WHAT IS ASKED » Revise the records below by putting "locator" wherever "pointer" appears, and keep every other line unchanged.

INPUT »
** START **

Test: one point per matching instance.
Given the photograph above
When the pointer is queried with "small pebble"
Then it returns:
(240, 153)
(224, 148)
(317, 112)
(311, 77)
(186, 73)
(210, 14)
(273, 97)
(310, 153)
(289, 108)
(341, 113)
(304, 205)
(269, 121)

** END **

CORRECT ANSWER »
Test: one point per matching instance.
Given the photograph above
When the locator is queried with "small pebble"
Then it returns:
(240, 153)
(224, 148)
(317, 112)
(311, 77)
(186, 73)
(210, 14)
(273, 97)
(310, 153)
(289, 108)
(341, 113)
(304, 205)
(269, 121)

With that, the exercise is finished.